_Records for the exercise_:

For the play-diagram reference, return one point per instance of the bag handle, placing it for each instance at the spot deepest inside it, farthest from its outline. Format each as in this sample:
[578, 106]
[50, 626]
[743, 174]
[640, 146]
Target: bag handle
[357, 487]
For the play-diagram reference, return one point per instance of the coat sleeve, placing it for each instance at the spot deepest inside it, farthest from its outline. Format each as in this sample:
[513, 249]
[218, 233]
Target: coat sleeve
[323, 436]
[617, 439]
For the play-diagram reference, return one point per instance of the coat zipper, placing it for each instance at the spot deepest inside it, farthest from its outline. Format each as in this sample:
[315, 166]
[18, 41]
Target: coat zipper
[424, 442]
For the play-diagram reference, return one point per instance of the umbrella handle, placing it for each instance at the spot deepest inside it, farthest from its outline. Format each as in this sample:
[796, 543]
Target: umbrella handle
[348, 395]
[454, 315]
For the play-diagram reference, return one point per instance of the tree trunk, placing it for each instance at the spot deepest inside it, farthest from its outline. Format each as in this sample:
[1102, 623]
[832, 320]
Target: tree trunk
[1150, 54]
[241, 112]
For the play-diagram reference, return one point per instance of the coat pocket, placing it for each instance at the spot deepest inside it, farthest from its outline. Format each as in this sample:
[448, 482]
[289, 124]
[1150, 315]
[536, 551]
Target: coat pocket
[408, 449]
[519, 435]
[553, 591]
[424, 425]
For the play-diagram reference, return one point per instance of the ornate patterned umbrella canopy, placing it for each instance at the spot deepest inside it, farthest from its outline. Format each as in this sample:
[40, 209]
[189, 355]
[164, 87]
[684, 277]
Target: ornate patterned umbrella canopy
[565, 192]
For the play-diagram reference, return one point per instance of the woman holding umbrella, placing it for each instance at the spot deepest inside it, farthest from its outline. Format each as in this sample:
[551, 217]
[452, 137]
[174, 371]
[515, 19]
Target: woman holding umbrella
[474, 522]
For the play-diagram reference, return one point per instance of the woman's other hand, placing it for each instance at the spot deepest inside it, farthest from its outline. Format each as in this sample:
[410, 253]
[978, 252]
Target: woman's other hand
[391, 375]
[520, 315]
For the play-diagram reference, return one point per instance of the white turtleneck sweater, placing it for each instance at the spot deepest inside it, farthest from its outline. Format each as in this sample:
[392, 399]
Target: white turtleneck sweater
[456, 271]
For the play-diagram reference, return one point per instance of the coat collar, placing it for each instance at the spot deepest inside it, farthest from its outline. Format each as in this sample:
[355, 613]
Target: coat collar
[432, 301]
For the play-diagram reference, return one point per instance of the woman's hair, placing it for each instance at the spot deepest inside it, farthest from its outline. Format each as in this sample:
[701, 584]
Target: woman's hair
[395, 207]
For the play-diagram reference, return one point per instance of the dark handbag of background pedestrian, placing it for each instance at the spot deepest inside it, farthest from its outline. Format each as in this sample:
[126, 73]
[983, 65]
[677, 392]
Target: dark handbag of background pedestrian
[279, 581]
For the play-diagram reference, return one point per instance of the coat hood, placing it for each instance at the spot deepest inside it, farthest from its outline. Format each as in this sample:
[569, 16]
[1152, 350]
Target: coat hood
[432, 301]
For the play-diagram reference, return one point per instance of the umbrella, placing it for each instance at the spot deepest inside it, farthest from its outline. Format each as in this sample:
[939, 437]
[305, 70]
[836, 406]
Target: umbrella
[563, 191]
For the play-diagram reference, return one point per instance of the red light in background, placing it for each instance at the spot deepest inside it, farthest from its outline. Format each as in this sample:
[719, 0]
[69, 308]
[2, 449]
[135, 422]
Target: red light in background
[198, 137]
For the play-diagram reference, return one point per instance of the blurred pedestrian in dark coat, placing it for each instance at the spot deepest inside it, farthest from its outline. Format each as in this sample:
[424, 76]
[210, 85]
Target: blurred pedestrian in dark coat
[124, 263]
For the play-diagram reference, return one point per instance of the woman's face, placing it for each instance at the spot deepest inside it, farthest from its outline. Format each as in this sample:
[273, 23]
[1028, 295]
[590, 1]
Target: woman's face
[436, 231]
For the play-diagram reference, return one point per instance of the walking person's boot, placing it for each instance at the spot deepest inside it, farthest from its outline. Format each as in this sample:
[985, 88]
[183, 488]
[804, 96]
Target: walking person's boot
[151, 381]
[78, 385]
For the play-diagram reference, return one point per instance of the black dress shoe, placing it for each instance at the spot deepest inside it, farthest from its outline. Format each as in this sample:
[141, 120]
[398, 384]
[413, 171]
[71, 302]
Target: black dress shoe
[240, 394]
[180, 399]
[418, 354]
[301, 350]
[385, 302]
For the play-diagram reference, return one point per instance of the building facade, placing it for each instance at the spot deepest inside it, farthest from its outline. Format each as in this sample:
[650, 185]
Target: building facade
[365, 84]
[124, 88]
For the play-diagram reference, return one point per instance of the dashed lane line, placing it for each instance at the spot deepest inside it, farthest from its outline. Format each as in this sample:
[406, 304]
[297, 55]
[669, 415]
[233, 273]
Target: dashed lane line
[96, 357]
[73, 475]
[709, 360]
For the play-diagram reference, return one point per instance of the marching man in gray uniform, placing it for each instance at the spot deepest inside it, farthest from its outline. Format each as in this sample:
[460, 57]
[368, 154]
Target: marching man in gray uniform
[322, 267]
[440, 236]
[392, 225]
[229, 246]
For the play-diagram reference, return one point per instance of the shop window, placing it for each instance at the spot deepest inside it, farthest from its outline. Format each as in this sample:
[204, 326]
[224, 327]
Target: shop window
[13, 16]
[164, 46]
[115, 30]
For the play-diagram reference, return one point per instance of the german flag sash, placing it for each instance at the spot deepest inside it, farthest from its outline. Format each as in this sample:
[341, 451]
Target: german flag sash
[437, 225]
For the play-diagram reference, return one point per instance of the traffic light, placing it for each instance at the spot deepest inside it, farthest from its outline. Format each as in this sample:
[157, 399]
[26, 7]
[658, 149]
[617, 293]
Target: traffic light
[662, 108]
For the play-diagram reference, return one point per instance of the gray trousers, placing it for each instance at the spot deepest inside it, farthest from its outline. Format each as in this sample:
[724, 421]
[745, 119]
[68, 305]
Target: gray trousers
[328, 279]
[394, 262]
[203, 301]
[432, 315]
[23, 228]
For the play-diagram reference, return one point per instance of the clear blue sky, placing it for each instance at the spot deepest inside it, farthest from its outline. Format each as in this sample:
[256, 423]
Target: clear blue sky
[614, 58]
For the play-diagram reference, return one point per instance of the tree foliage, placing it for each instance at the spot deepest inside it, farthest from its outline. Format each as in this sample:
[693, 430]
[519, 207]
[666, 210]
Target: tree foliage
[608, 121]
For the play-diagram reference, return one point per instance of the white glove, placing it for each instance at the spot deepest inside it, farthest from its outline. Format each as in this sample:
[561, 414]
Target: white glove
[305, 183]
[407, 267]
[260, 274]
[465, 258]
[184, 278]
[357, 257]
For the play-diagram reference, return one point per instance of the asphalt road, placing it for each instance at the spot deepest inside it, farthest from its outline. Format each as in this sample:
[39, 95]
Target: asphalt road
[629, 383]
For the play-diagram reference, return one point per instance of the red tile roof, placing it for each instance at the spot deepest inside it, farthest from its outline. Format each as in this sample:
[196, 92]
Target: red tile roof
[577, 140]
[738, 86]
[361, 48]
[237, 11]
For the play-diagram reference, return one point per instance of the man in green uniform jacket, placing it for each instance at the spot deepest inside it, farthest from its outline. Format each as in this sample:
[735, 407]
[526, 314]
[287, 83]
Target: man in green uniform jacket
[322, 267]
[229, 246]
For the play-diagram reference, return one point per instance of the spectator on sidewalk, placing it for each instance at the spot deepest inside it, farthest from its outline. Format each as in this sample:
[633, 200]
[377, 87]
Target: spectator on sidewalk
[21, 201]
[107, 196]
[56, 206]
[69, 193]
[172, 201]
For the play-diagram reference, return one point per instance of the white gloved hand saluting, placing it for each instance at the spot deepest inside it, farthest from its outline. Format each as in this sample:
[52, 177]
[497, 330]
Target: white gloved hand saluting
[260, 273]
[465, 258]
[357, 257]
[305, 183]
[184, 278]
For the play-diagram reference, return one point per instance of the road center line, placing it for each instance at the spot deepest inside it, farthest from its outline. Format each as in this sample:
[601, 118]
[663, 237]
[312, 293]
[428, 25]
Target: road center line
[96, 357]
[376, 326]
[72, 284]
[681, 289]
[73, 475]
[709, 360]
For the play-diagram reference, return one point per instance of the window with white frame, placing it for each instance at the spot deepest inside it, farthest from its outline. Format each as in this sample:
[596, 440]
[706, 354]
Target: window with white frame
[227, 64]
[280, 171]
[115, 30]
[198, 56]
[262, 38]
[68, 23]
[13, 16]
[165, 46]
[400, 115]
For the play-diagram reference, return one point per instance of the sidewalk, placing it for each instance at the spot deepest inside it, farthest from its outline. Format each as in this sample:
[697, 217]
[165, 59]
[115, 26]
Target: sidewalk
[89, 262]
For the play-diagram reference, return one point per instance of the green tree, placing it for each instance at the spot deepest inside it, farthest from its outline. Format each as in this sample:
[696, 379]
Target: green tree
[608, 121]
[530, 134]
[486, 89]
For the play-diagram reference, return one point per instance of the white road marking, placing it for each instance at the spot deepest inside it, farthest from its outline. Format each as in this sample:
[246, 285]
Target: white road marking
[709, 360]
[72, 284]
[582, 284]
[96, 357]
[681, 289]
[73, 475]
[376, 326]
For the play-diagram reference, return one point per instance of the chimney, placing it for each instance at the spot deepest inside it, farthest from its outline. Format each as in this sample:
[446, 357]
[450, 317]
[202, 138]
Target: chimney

_Required task_:
Write out, word for word, the line containing "of the green" and every line after it to the end of the data above.

_Reply_:
For the play-diagram reference, return one point per instance of the green tree, placing it for each instance at the spot deepest inside it, farthest from its outline. Format each as in this sample:
[696, 379]
Target: green tree
[608, 121]
[530, 134]
[486, 89]
For the play-diagram reference, return one point per instance of the white road marking, placing it for each instance at the spot deepest inside it, farthest from its outline. Format each as in this sample:
[246, 285]
Target: white road marking
[709, 360]
[72, 284]
[582, 284]
[96, 357]
[681, 289]
[73, 475]
[376, 326]
For the play-diagram reference, return one point per instance of the chimney, placing it for each instance at the spot deepest inside it, farthest from its outline. Format each as in this sample:
[446, 357]
[450, 317]
[202, 138]
Target: chimney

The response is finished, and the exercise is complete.